** Source passage **
Segment Open
Although the last two months were the best to-date, I have a confession: November was the first time I met my original, set-in-2009 income goal. It took more than five years to reach that first (quite modest) income goal.
I have conflicted feelings about that. One the one hand, I feel overwhelmed and exhausted. I had to work that hard for
Then you can grow from where you are.
that long to make that (quite modest) amount of money? Geez. Do I really want to keep on doing this? On the other hand, it can be done. I’ve learned an awful lot about it in the last five years, and it feels like that work is paying off.
Of course, reaching that original goal means I must increase it rather drastically — by about 75%. In order to increase your income by 75% you need goals, short term, long term, measurable, specific, and all of the other things that good goals are.
Set & Implement
Once I knew what I want for the next year and beyond — insofar as anyone can know since the universe always holds surprises — I needed a map. How do I get from here to there? Here’s a glimpse of what my goal setting looks like:
make $XXXX a month, from varied sources (this will require an increase in both number of assignments and amount paid per assignment)
Segment Closed
** Data under study **
Segment Open
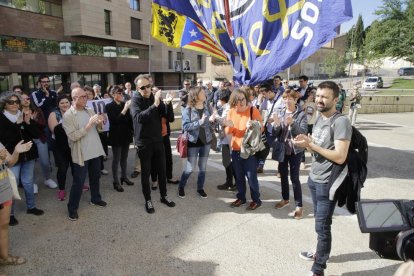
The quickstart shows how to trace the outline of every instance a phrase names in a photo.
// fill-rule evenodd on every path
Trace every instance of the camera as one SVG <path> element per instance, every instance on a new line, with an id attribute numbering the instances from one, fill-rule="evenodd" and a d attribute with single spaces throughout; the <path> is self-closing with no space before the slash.
<path id="1" fill-rule="evenodd" d="M 414 200 L 372 200 L 357 203 L 362 233 L 381 258 L 414 260 Z"/>

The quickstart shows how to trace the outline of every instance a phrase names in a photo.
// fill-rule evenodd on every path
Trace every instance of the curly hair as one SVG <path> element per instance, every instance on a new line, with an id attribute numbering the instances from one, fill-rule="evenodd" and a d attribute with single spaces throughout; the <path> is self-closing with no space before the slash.
<path id="1" fill-rule="evenodd" d="M 188 93 L 188 106 L 189 107 L 195 107 L 198 101 L 198 95 L 200 95 L 201 92 L 205 93 L 203 87 L 190 88 L 190 92 Z"/>
<path id="2" fill-rule="evenodd" d="M 0 112 L 4 111 L 6 101 L 10 100 L 13 96 L 16 97 L 20 102 L 22 102 L 22 97 L 19 93 L 13 91 L 6 91 L 0 94 Z"/>

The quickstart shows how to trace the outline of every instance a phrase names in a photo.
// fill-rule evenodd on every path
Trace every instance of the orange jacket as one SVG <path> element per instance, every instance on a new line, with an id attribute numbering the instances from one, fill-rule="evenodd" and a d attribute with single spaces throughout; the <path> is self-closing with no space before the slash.
<path id="1" fill-rule="evenodd" d="M 243 142 L 244 133 L 246 132 L 247 121 L 250 120 L 250 108 L 247 108 L 244 112 L 237 112 L 236 108 L 230 108 L 227 114 L 227 120 L 233 122 L 233 127 L 226 127 L 226 133 L 231 135 L 231 148 L 232 150 L 239 151 Z M 262 123 L 262 116 L 257 108 L 253 107 L 252 119 Z"/>

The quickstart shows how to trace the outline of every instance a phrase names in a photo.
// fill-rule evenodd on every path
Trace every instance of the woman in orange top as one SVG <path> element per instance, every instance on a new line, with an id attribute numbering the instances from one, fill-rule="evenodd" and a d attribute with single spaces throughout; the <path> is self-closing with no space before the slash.
<path id="1" fill-rule="evenodd" d="M 230 111 L 227 114 L 226 133 L 232 135 L 231 158 L 233 170 L 236 175 L 237 200 L 230 206 L 240 207 L 246 203 L 246 177 L 250 186 L 252 202 L 247 210 L 255 210 L 262 205 L 259 192 L 259 181 L 257 180 L 257 159 L 254 155 L 247 159 L 240 157 L 240 150 L 244 134 L 250 128 L 252 120 L 262 122 L 259 110 L 250 106 L 248 93 L 244 89 L 236 89 L 230 96 Z M 252 110 L 251 110 L 252 109 Z M 250 115 L 251 114 L 251 115 Z"/>

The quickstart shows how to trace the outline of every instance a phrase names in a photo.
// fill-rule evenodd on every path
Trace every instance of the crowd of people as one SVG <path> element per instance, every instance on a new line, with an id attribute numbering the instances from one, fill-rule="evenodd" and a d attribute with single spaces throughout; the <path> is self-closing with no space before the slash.
<path id="1" fill-rule="evenodd" d="M 313 154 L 308 186 L 318 242 L 315 252 L 302 252 L 300 256 L 314 261 L 313 275 L 323 275 L 331 247 L 330 226 L 335 206 L 329 199 L 327 181 L 332 163 L 345 162 L 352 129 L 351 122 L 343 116 L 335 122 L 332 134 L 327 130 L 331 127 L 329 119 L 343 111 L 345 98 L 341 99 L 341 88 L 330 81 L 313 87 L 308 81 L 306 76 L 299 77 L 299 87 L 294 89 L 275 76 L 255 86 L 238 87 L 228 81 L 220 82 L 216 88 L 211 81 L 199 79 L 192 86 L 191 80 L 186 79 L 179 91 L 180 102 L 176 104 L 176 95 L 169 92 L 163 96 L 149 74 L 134 80 L 136 91 L 132 90 L 131 83 L 110 85 L 105 91 L 98 84 L 81 87 L 79 83 L 72 83 L 68 95 L 51 90 L 49 77 L 40 76 L 39 89 L 32 93 L 23 91 L 21 86 L 1 93 L 0 265 L 25 262 L 24 258 L 8 253 L 8 226 L 18 224 L 12 189 L 3 189 L 10 186 L 10 177 L 15 177 L 23 187 L 27 213 L 44 214 L 37 208 L 34 196 L 38 192 L 34 182 L 36 160 L 44 184 L 58 188 L 59 201 L 65 201 L 66 191 L 70 190 L 67 208 L 71 221 L 79 218 L 79 202 L 84 191 L 90 190 L 91 205 L 107 205 L 100 193 L 100 178 L 108 174 L 104 168 L 108 146 L 112 149 L 114 190 L 123 192 L 123 184 L 134 185 L 127 172 L 133 141 L 136 156 L 130 176 L 140 175 L 145 210 L 149 214 L 155 212 L 151 190 L 159 189 L 160 202 L 175 207 L 167 195 L 167 183 L 178 184 L 178 197 L 185 198 L 185 187 L 196 166 L 197 193 L 207 198 L 204 187 L 211 150 L 221 152 L 226 172 L 225 182 L 217 188 L 237 191 L 230 207 L 247 204 L 246 209 L 253 211 L 262 205 L 258 174 L 263 173 L 267 158 L 258 158 L 256 153 L 265 138 L 267 146 L 273 148 L 272 158 L 278 156 L 274 159 L 278 161 L 282 199 L 275 208 L 281 209 L 290 203 L 290 176 L 295 202 L 290 215 L 295 219 L 304 215 L 299 179 L 300 169 L 305 166 L 304 152 Z M 351 94 L 352 124 L 360 98 L 358 91 Z M 102 101 L 104 108 L 91 108 L 88 103 L 94 100 Z M 188 137 L 186 163 L 178 179 L 173 176 L 170 141 L 170 123 L 174 121 L 176 108 L 181 108 L 182 132 Z M 51 179 L 49 152 L 53 152 L 57 167 L 57 183 Z M 66 185 L 69 167 L 73 181 Z M 246 182 L 251 196 L 249 203 Z"/>

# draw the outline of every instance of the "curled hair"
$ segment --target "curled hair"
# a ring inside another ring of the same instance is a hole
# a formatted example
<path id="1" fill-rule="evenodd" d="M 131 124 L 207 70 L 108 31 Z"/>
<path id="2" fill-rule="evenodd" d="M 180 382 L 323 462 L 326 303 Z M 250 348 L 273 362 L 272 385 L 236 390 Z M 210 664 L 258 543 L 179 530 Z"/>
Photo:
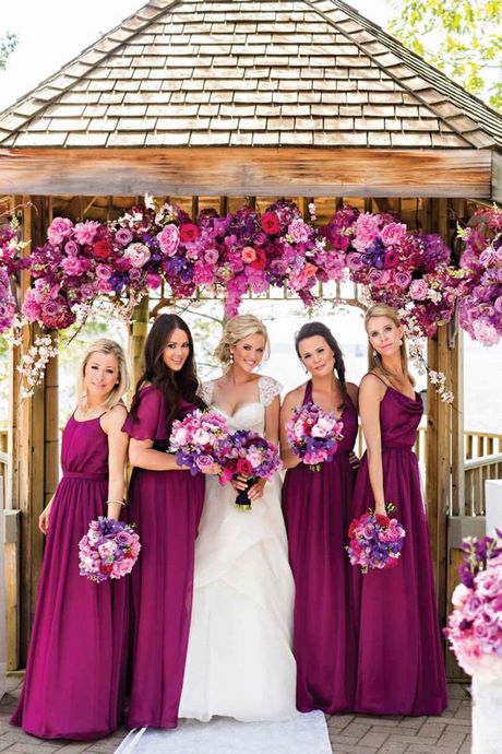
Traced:
<path id="1" fill-rule="evenodd" d="M 104 401 L 103 403 L 103 407 L 107 411 L 109 411 L 113 408 L 113 405 L 120 403 L 120 401 L 122 400 L 122 396 L 124 394 L 124 392 L 129 390 L 129 386 L 131 384 L 128 364 L 125 361 L 125 354 L 123 352 L 122 346 L 119 345 L 119 343 L 117 343 L 115 340 L 109 340 L 108 338 L 100 338 L 99 340 L 94 341 L 94 343 L 91 343 L 91 345 L 87 346 L 87 350 L 84 353 L 84 356 L 79 367 L 79 376 L 76 379 L 77 399 L 80 399 L 85 392 L 84 372 L 87 362 L 93 355 L 93 353 L 103 353 L 105 354 L 105 356 L 115 356 L 115 358 L 117 360 L 117 365 L 119 369 L 119 381 L 113 387 L 113 389 L 110 390 L 106 401 Z"/>
<path id="2" fill-rule="evenodd" d="M 394 377 L 395 375 L 393 375 L 384 367 L 382 356 L 373 349 L 373 346 L 370 343 L 368 322 L 372 317 L 387 317 L 398 328 L 403 327 L 403 322 L 397 316 L 397 311 L 393 309 L 391 306 L 387 306 L 386 304 L 373 304 L 373 306 L 370 306 L 370 308 L 367 310 L 364 315 L 364 328 L 368 333 L 368 372 L 373 372 L 373 369 L 378 369 L 386 377 Z M 405 377 L 409 379 L 411 385 L 415 385 L 415 378 L 409 374 L 408 369 L 408 354 L 406 352 L 406 338 L 404 333 L 402 335 L 402 341 L 403 342 L 399 346 L 399 356 L 403 374 Z"/>
<path id="3" fill-rule="evenodd" d="M 335 358 L 335 372 L 338 376 L 338 380 L 342 387 L 342 394 L 344 396 L 344 399 L 347 394 L 347 386 L 345 384 L 345 362 L 344 362 L 344 356 L 342 354 L 342 349 L 339 347 L 334 334 L 330 330 L 328 327 L 323 325 L 322 322 L 307 322 L 303 325 L 295 335 L 295 349 L 297 352 L 297 356 L 301 362 L 301 355 L 300 355 L 300 343 L 302 340 L 307 340 L 307 338 L 314 338 L 315 335 L 319 335 L 320 338 L 324 338 L 326 341 L 327 345 L 330 349 L 333 351 L 333 356 Z"/>
<path id="4" fill-rule="evenodd" d="M 182 330 L 189 342 L 189 355 L 179 372 L 174 372 L 164 362 L 164 349 L 175 330 Z M 131 404 L 131 416 L 135 422 L 138 421 L 140 391 L 145 384 L 156 387 L 164 398 L 168 435 L 174 420 L 180 417 L 179 409 L 182 399 L 199 409 L 206 408 L 204 401 L 198 396 L 199 379 L 193 357 L 192 333 L 181 317 L 175 314 L 165 314 L 155 319 L 144 344 L 142 362 L 142 375 L 138 380 Z"/>
<path id="5" fill-rule="evenodd" d="M 265 339 L 264 357 L 268 358 L 271 352 L 268 333 L 262 320 L 254 315 L 238 315 L 225 323 L 219 343 L 214 350 L 215 358 L 227 366 L 231 362 L 231 349 L 239 341 L 251 338 L 251 335 L 263 335 Z"/>

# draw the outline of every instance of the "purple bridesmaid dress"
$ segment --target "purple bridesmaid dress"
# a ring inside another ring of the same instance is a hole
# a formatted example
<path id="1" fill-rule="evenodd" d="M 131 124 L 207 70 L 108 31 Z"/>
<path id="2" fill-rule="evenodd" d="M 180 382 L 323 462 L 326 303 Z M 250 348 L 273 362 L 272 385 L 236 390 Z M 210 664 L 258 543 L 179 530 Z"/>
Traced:
<path id="1" fill-rule="evenodd" d="M 194 407 L 184 403 L 181 413 Z M 166 450 L 166 408 L 153 386 L 143 388 L 138 422 L 123 431 Z M 192 613 L 195 537 L 204 476 L 135 468 L 129 516 L 142 544 L 132 572 L 133 644 L 130 728 L 176 728 Z"/>
<path id="2" fill-rule="evenodd" d="M 383 380 L 382 380 L 383 381 Z M 380 404 L 385 500 L 406 530 L 391 570 L 352 567 L 359 633 L 356 710 L 375 715 L 441 715 L 446 684 L 431 549 L 418 462 L 413 447 L 422 415 L 415 399 L 387 386 Z M 351 517 L 374 507 L 364 453 Z"/>
<path id="3" fill-rule="evenodd" d="M 303 398 L 303 404 L 309 402 L 311 381 Z M 300 463 L 287 471 L 283 486 L 296 584 L 294 650 L 301 712 L 340 712 L 354 705 L 356 643 L 344 546 L 355 480 L 348 459 L 356 441 L 357 412 L 348 396 L 342 421 L 344 438 L 333 461 L 323 463 L 321 471 Z"/>
<path id="4" fill-rule="evenodd" d="M 108 438 L 99 417 L 68 422 L 50 511 L 26 675 L 11 723 L 41 739 L 100 739 L 117 728 L 127 578 L 79 574 L 79 541 L 106 515 Z"/>

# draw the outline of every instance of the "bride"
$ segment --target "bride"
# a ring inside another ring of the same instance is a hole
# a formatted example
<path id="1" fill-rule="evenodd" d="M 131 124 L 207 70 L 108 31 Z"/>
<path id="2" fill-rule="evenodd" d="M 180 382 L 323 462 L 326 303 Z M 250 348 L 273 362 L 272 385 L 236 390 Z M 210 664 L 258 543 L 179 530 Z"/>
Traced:
<path id="1" fill-rule="evenodd" d="M 278 441 L 276 380 L 253 373 L 268 351 L 256 317 L 229 320 L 215 356 L 219 379 L 202 398 L 229 428 Z M 258 480 L 251 511 L 235 506 L 236 490 L 207 478 L 195 543 L 192 622 L 179 717 L 285 720 L 296 715 L 291 651 L 294 580 L 280 510 L 280 478 Z"/>

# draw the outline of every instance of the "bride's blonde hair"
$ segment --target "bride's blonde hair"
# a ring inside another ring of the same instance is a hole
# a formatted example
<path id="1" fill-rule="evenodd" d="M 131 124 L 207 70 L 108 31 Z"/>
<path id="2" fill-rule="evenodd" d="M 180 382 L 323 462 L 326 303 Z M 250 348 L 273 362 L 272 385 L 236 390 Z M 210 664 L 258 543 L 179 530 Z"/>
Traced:
<path id="1" fill-rule="evenodd" d="M 263 335 L 265 339 L 264 358 L 268 358 L 271 352 L 268 333 L 262 320 L 254 315 L 238 315 L 226 322 L 219 343 L 214 350 L 215 358 L 224 366 L 227 366 L 231 363 L 231 349 L 240 340 L 251 335 Z"/>
<path id="2" fill-rule="evenodd" d="M 391 319 L 394 322 L 394 325 L 397 328 L 403 327 L 403 322 L 401 321 L 399 317 L 397 316 L 397 311 L 395 309 L 393 309 L 391 306 L 387 306 L 386 304 L 373 304 L 373 306 L 370 306 L 370 308 L 367 310 L 367 313 L 364 315 L 364 328 L 366 328 L 366 332 L 368 334 L 368 372 L 373 372 L 373 369 L 378 369 L 379 372 L 381 372 L 386 377 L 393 377 L 394 375 L 392 375 L 387 369 L 385 369 L 381 355 L 378 353 L 378 351 L 375 351 L 373 349 L 373 346 L 370 343 L 370 340 L 369 340 L 370 335 L 368 332 L 368 322 L 370 321 L 370 319 L 372 317 L 387 317 L 389 319 Z M 411 375 L 409 374 L 409 369 L 408 369 L 408 354 L 406 352 L 406 338 L 405 338 L 404 332 L 401 337 L 401 340 L 402 340 L 402 343 L 399 346 L 399 356 L 401 356 L 401 366 L 403 368 L 403 374 L 405 377 L 407 377 L 409 379 L 411 385 L 415 385 L 415 378 L 411 377 Z"/>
Segment Closed
** Problems to work on **
a - In the income-goal passage, by roughly what percentage must the original income goal now be raised?
b - From the income-goal passage, set down verbatim the part that opens with the words containing "I have conflicted" and closes with "where you are.".
Work only from the income-goal passage for what follows.

** Per-task outputs **
a - By about 75%.

b -
I have conflicted feelings about that. One the one hand, I feel overwhelmed and exhausted. I had to work that hard for
Then you can grow from where you are.